In spite of this good understanding, colour palettes readable by those with CVDs have only come to widespread attention recently. That said, there are now many options in R for exploring the readability of graphics under different CVDs. In the way of R, perhaps a few too many, making it a little difficult to pick a path through things.
My explorations suggest that the most straightforward path to tackling design challenges in this area runs through the cols4all package, although in this post I use a couple of other packages besides. First the usual suspects:
And also three specifically colour-related packages:
cvd_grid() that can simulate how an existing plot appears under different colour vision deficiencies.
palette_dist to estimate differences among colours in a palette.
The colorspace package provides the underlying ‘machinery’ to drive all of this, supporting ways to manipulate colours, such as darkening or lightening them, increasing or decreasing saturation, and, particularly relevant here, simulating different CVDs. colorblindr and colorblindcheck wrap the colorspace functionality up in various ways making some low-level operations more convenient. Finally, cols4all collates numerous palettes from many sources, and provides tools you can use to explore their usefulness under difference CVDs.
There has been a proliferation of packages for work on this topic. Not included here but also encountered along the way were scico, and khroma. These have their uses, but it’s easy to wind up with an R environment awash with conflicting function names, or at the very least with too many different options to keep track of. For that reason if no other, once you’ve explored the options, I highly recommend using cols4all: it does everything you are likely to need in routine map production. In particular, its interactive GUI, invoked by c4a_gui() allows you to filter, select, and examine the characteristics of the many colour schemes it supports, including from the perspective of various colour vision deficiencies. A good guide to how to proceed—with much more background information than I can offer—is available here.
To make the code chunks for the maps less cluttered we make a basemap with a very pale blue for ocean and white for land. When coloured areas are overlaid on this, NA values will show through in white.
land <- st_read("land.gpkg")
bb <- st_bbox(land)
xr <- bb[c(1, 3)]
yr <- bb[c(2, 4)]
basemap <- ggplot() +
geom_sf(data = land, fill = "white", colour = "black", lwd = 0.5) +
theme_void() +
theme(
panel.border = element_rect(fill = NA, colour = "black"),
panel.background = element_rect(fill = lighten("lightblue", 0.8), colour = NA))

DATA LINES:
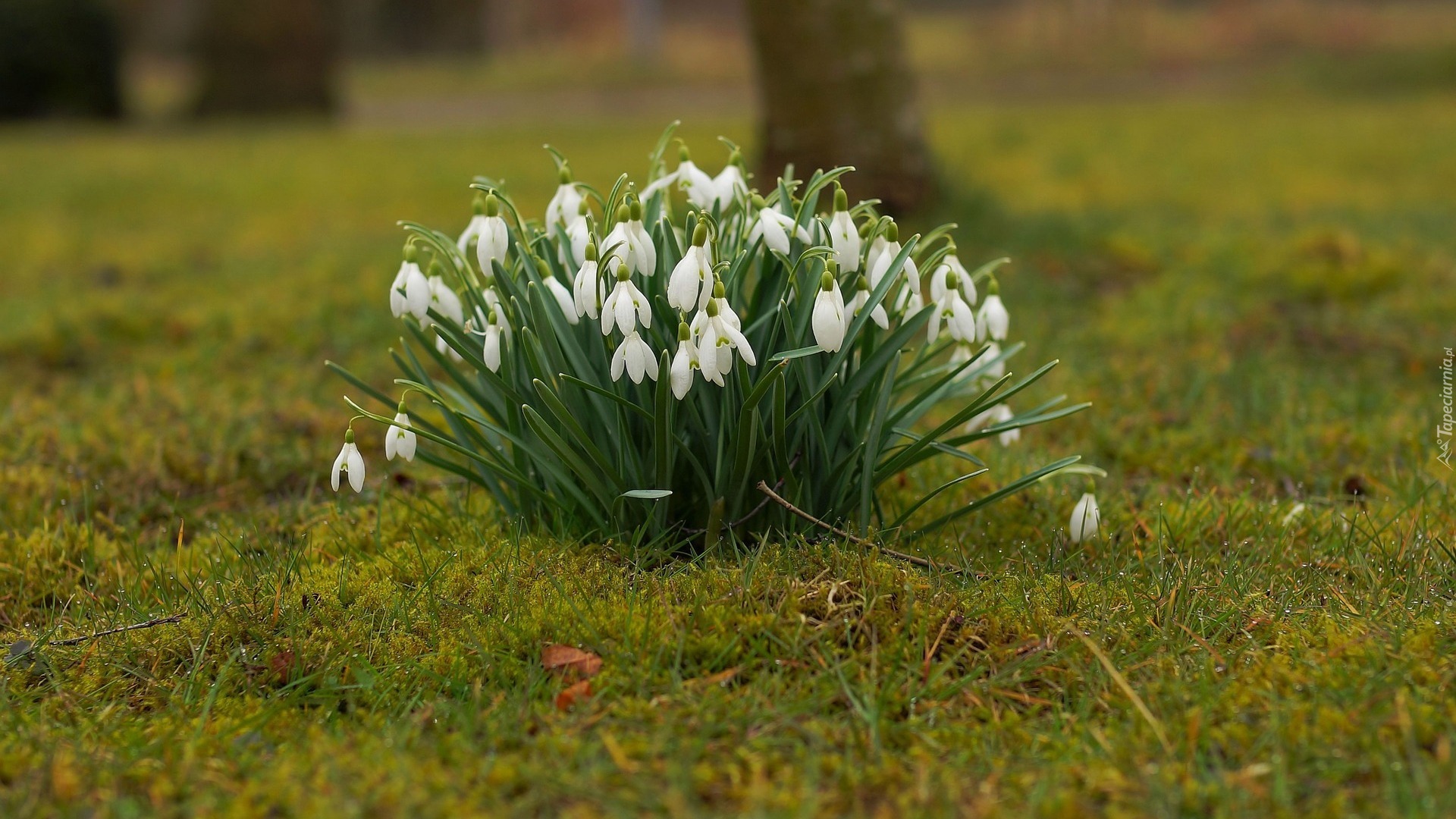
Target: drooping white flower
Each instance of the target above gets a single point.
--
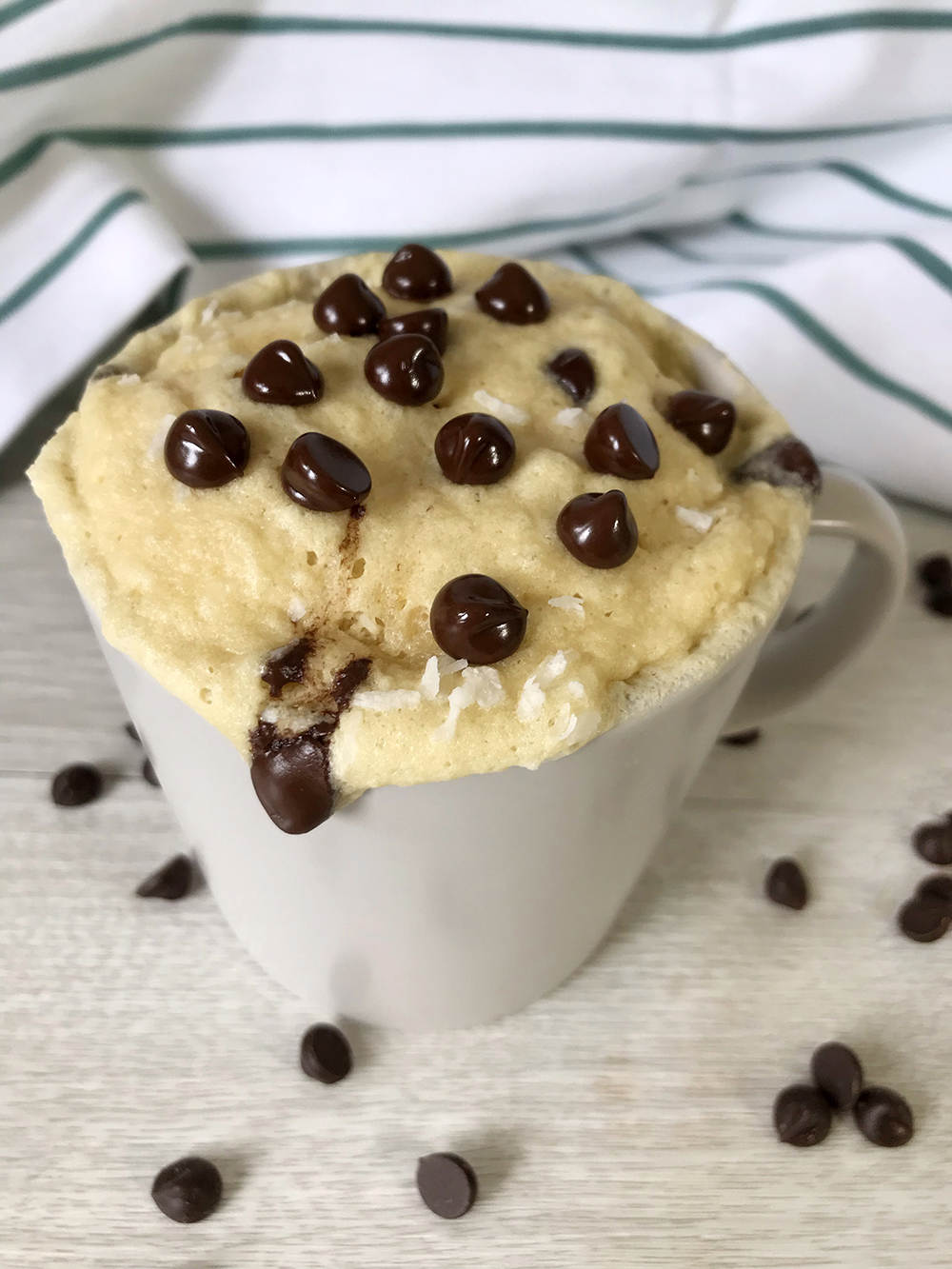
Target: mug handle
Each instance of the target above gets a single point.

THE TASKS:
1 - Answer these questions about the text on color palettes in R:
(a) Which package provides the underlying machinery for manipulating colors and simulating CVDs?
(b) Which function opens the interactive GUI of cols4all?
(c) Which two packages are named as encountered but not included?
2 - Pick up the text on color palettes in R after its last line and write what follows.

RESULTS OF THE EXERCISE:
1 -
(a) colorspace
(b) c4a_gui()
(c) scico and khroma

2 -
frame <-
coord_sf(xlim = xr, ylim = yr, expand = FALSE) Here is the resulting base map.
The data are three different simple demographic classifications of census tracts in the San Francisco Bay Area into 5, 10, and 15 demographic clusters, loosely based on data assembled by Luc Guillemot. See this page for more background. The clusters have been stored as integer values, so we convert them to factors that will be correctly associated with discrete (i.e., qualitative) colour schemes by ggplot2.
Rows: 1,546
Columns: 4
$ k5 <fct> 5, 4, 4, 1, 1, 2, 3, 3, 4, 3, 4, 1, 1, 4, 4, 4, 4, 4, 3, 4, 2, 3,…
$ k10 <fct> 5, 5, 10, 9, 9, 3, 2, 2, 10, 2, 5, 9, 9, 5, 10, 10, 1, 1, 1, 1, 8…
$ k15 <fct> 7, 7, 8, 6, 15, 10, 12, 12, 12, 14, 7, 15, 15, 7, 12, 12, 12, 3, …
$ geom <MULTIPOLYGON [m]> MULTIPOLYGON (((1844733 650..., MULTIPOLYGON (((1842…
So, let’s make a map of the five-cluster solution, using the default colour fill provided by ggplot2.
This is not even that great a selection of colours for normal colour vision(!), with the second and third, and third and fourth, clusters easily confused. If it’s bad for normal vision, it’s terrible for CVD viewers, as the colorblindr::cvd_grid() function reveals (click on the image for a closer look).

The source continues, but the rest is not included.